* EXERCISE BRIEF: Please reproduce the entries that follow, keeping each word intact.

* INPUT DATA:
- Opening Delimiter -

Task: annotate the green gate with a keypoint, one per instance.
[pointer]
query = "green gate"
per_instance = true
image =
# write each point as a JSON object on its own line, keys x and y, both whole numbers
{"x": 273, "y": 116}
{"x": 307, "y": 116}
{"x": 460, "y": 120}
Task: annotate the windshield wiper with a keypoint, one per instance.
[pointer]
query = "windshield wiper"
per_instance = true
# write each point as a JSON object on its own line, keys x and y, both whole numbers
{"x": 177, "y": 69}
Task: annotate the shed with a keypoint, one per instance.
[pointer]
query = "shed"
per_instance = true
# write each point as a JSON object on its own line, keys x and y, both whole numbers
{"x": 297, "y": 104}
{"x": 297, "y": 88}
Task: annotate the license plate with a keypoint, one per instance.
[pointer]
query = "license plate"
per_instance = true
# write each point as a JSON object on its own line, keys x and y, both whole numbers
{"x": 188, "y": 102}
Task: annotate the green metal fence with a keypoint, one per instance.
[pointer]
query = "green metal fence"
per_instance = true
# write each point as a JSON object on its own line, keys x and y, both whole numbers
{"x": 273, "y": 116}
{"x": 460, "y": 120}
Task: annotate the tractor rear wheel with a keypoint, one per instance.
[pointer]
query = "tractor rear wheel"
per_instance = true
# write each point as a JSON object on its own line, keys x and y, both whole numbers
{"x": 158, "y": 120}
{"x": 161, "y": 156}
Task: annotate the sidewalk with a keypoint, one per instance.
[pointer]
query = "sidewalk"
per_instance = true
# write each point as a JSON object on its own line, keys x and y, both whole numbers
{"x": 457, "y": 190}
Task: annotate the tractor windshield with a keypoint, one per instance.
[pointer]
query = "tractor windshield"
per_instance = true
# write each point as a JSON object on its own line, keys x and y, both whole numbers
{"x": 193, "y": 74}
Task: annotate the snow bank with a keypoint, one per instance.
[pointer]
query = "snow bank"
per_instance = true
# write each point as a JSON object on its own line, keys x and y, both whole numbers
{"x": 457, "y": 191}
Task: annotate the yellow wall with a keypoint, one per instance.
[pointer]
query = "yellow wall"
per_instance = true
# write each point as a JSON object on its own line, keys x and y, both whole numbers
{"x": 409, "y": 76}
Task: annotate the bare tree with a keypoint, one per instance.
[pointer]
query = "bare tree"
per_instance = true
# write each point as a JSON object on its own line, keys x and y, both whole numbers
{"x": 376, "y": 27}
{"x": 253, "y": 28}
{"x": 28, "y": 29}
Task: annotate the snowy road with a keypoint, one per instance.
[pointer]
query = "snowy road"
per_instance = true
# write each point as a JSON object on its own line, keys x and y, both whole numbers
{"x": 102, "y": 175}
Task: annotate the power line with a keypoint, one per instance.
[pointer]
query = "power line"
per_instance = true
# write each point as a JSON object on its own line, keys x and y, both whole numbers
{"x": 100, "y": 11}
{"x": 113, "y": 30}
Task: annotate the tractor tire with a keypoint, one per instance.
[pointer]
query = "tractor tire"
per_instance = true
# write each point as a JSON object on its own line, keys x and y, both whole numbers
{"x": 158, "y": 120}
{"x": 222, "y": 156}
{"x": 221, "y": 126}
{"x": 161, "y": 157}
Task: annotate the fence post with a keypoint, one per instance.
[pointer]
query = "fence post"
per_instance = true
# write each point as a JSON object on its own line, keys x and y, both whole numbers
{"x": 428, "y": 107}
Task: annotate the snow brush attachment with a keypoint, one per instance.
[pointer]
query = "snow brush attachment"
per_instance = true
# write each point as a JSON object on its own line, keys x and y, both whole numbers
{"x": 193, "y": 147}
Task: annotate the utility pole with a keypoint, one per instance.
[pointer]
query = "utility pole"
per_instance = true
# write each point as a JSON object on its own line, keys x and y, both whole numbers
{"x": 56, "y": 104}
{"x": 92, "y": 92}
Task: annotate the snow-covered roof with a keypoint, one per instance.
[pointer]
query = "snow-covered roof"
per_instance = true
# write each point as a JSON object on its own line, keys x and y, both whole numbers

- Closing Delimiter -

* EXERCISE SOLUTION:
Task: annotate the green gate with a keypoint, one per instance.
[pointer]
query = "green gate"
per_instance = true
image =
# write each point as a JSON object on its own line, keys x and y, both whole numbers
{"x": 273, "y": 116}
{"x": 307, "y": 116}
{"x": 460, "y": 120}
Task: annotate the windshield wiper with a keypoint, one per instance.
[pointer]
query = "windshield wiper"
per_instance = true
# write each point as a JSON object on its own line, keys x and y, both whole numbers
{"x": 177, "y": 69}
Task: annotate the shed with a keypoint, one per instance.
[pointer]
query = "shed"
per_instance = true
# write each point as a JSON object on its own line, keys x and y, both whole numbers
{"x": 297, "y": 104}
{"x": 297, "y": 88}
Task: annotate the license plate with a keypoint, one per instance.
[pointer]
query = "license plate"
per_instance = true
# write each point as a JSON object on its own line, keys x and y, both whole numbers
{"x": 188, "y": 102}
Task: annotate the green metal fence with a keypoint, one per instance.
[pointer]
query = "green metal fence"
per_instance = true
# write each point as a JSON object on its own line, keys x and y, both whole numbers
{"x": 273, "y": 116}
{"x": 460, "y": 120}
Task: annotate the tractor rear wheel with a keypoint, one per instance.
[pointer]
query = "tractor rear wheel"
per_instance = true
# write each point as a JSON object on its own line, keys x and y, both whole numbers
{"x": 158, "y": 120}
{"x": 161, "y": 156}
Task: annotate the sidewalk with a keypoint, one per instance.
[pointer]
query = "sidewalk"
per_instance = true
# write each point as a JSON object on its own line, keys x and y, both whole numbers
{"x": 457, "y": 190}
Task: annotate the tractor windshield with a keypoint, one per instance.
[pointer]
query = "tractor windshield"
per_instance = true
# write each point as a JSON object on its own line, keys x and y, both whole numbers
{"x": 193, "y": 74}
Task: annotate the snow bank with a keypoint, one per instance.
[pointer]
query = "snow bank"
per_instance = true
# write each point as a JSON object on its own line, keys x and y, both whole numbers
{"x": 457, "y": 191}
Task: annotate the yellow wall with a keypoint, one per instance.
[pointer]
query = "yellow wall"
per_instance = true
# write each point as a JSON object on its own line, keys x and y, both whole numbers
{"x": 409, "y": 76}
Task: annotate the bare tree with a keypoint, one per instance.
[pointer]
query = "bare tree"
per_instance = true
# write each point as a JSON object on its own line, keys x and y, both whole numbers
{"x": 376, "y": 27}
{"x": 253, "y": 28}
{"x": 28, "y": 29}
Task: annotate the snowy road with a keypoint, one per instance.
[pointer]
query = "snowy road"
per_instance = true
# write each point as a JSON object on its own line, keys x and y, both whole numbers
{"x": 102, "y": 175}
Task: annotate the power line with a keypoint, one per instance.
[pointer]
query = "power line"
per_instance = true
# write each point as a JSON object on its own line, keys x and y, both whole numbers
{"x": 100, "y": 11}
{"x": 113, "y": 30}
Task: annotate the tractor tire with a keypoint, one per instance.
[pointer]
query = "tractor tire"
per_instance = true
# write each point as a JSON object on its own line, keys x and y, both whole numbers
{"x": 158, "y": 120}
{"x": 222, "y": 156}
{"x": 221, "y": 126}
{"x": 161, "y": 157}
Task: annotate the fence post with a keypoint, one per instance.
[pointer]
query = "fence post"
per_instance = true
# write each point as a JSON object on its own line, keys x and y, both whole numbers
{"x": 428, "y": 107}
Task: annotate the snow brush attachment with a keypoint, one per instance.
[pointer]
query = "snow brush attachment"
per_instance = true
# write each point as a JSON object on its own line, keys x and y, both whole numbers
{"x": 193, "y": 147}
Task: annotate the utility pole with a keypoint, one per instance.
[pointer]
query = "utility pole"
per_instance = true
# write each point as a JSON object on its own line, keys x and y, both whole numbers
{"x": 56, "y": 104}
{"x": 92, "y": 92}
Task: annotate the snow-covered roof with a keypoint, one per instance.
[pointer]
query = "snow-covered roof"
per_instance = true
# write each point as a JSON object on its own line, keys x and y, both whole numbers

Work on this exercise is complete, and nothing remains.